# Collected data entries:
━━━━━━━━━━

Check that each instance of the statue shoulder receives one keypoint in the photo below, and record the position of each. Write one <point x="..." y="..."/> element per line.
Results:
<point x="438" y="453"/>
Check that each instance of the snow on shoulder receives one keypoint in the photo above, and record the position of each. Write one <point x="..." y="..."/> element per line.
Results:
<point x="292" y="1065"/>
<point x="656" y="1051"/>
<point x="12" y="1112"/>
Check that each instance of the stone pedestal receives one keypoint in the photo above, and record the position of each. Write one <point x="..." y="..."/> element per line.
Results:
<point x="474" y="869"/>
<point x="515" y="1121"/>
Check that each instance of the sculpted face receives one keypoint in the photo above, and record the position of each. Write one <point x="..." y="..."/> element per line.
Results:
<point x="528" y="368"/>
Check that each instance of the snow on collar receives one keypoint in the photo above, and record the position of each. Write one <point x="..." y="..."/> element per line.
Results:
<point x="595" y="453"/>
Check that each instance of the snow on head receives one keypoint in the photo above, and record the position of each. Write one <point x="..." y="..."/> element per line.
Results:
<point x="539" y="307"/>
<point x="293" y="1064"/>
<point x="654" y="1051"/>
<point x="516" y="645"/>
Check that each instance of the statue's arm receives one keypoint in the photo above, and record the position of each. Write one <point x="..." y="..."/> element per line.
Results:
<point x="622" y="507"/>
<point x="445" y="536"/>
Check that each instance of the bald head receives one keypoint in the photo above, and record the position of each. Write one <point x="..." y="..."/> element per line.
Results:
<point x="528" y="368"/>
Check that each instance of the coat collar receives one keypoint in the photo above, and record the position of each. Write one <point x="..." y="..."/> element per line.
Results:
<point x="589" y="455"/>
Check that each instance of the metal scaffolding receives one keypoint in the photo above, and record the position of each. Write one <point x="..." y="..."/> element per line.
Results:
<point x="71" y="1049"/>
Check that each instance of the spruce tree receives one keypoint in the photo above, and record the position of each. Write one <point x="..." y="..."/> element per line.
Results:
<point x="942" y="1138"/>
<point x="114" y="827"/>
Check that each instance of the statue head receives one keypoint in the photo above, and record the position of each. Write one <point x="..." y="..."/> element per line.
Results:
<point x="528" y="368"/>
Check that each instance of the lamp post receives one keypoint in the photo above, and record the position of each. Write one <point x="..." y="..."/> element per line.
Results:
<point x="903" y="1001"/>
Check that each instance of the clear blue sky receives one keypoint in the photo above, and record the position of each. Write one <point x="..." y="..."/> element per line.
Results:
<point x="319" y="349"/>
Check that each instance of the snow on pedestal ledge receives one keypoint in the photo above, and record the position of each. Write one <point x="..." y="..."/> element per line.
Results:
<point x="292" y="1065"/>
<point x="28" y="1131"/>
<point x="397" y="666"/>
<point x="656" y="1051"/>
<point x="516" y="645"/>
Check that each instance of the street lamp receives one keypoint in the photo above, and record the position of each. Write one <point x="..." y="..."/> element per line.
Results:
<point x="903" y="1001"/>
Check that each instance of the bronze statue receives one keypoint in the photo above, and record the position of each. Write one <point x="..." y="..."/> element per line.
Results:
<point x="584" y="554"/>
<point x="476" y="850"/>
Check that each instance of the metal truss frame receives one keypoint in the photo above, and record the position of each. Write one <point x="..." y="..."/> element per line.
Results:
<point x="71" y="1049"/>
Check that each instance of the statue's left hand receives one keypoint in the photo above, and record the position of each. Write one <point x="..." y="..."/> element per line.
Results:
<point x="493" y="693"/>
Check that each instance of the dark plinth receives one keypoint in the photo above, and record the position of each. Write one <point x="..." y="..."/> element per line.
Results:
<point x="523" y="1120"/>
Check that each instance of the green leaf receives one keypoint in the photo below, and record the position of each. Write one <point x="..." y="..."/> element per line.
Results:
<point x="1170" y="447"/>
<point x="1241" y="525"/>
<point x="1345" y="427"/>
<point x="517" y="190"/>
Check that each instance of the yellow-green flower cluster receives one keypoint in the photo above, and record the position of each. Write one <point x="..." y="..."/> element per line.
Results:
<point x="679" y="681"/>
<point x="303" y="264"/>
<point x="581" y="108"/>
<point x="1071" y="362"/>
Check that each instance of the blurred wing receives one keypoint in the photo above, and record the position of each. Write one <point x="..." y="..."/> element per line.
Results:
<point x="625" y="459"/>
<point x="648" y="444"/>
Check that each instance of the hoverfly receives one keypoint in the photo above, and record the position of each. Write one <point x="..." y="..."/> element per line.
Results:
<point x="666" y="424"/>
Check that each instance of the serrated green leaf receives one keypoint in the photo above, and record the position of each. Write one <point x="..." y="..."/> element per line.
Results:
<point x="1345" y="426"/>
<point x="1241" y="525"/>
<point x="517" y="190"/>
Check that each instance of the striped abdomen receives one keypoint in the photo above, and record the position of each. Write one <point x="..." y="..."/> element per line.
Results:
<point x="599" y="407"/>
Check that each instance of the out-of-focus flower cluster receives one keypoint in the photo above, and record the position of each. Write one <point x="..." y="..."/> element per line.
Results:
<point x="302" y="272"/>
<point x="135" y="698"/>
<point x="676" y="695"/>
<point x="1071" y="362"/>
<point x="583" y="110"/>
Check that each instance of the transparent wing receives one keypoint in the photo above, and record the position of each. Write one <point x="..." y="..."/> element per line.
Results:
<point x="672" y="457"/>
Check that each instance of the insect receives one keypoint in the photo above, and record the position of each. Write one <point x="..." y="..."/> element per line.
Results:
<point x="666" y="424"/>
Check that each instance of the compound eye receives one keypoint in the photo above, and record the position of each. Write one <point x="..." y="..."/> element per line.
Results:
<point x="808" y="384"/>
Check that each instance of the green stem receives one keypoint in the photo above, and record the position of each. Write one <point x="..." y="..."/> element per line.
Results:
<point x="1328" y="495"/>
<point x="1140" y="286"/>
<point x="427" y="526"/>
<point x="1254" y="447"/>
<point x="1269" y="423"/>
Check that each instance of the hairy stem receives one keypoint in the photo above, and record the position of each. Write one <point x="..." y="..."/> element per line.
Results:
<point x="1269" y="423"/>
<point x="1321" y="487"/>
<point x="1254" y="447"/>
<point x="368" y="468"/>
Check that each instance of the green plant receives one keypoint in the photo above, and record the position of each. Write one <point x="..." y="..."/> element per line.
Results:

━━━━━━━━━━

Take the line with "Check that each instance of the striped" and all lines after it to the last line, and reproduce them exactly.

# Expected output:
Check that each instance of the striped abdomen receives one keypoint in the photo above, and record the position of each. Write one <point x="..." y="..."/> element per line.
Results:
<point x="599" y="407"/>
Check that each instance of the out-of-focus flower cluster receives one keypoint in the photo above, and record the position of each. Write one <point x="..." y="..."/> element per line.
Results:
<point x="302" y="272"/>
<point x="135" y="698"/>
<point x="676" y="695"/>
<point x="1071" y="362"/>
<point x="583" y="110"/>
Check that each instance of the transparent wing receives one keypoint in the photo above, and record the position of each. Write one <point x="..." y="..."/> element per line.
Results:
<point x="672" y="457"/>
Check that each instance of the insect receives one keypoint in the photo above, and record the position of each. Write one <point x="..." y="..."/> element per line.
Results:
<point x="666" y="424"/>
Check that each instance of the compound eye receives one keypoint in the photo above, and record the position of each. Write one <point x="..." y="..."/> element per line.
Results:
<point x="808" y="384"/>
Check that each instance of the green stem receives one keypoint in the photo above, and record the position of each. Write one <point x="..." y="..."/> element per line.
Results:
<point x="1328" y="495"/>
<point x="1140" y="286"/>
<point x="427" y="526"/>
<point x="1254" y="447"/>
<point x="1269" y="423"/>
Check that each instance of the hairy stem receives one keypoint in the photo above, and record the position of each. Write one <point x="..." y="..."/> element per line.
Results:
<point x="1269" y="423"/>
<point x="1321" y="487"/>
<point x="1254" y="447"/>
<point x="368" y="468"/>
Check that each instance of the green plant receives one keypoint in the photo above, and record the position of each. Write one <point x="..." y="..."/> element per line.
Results:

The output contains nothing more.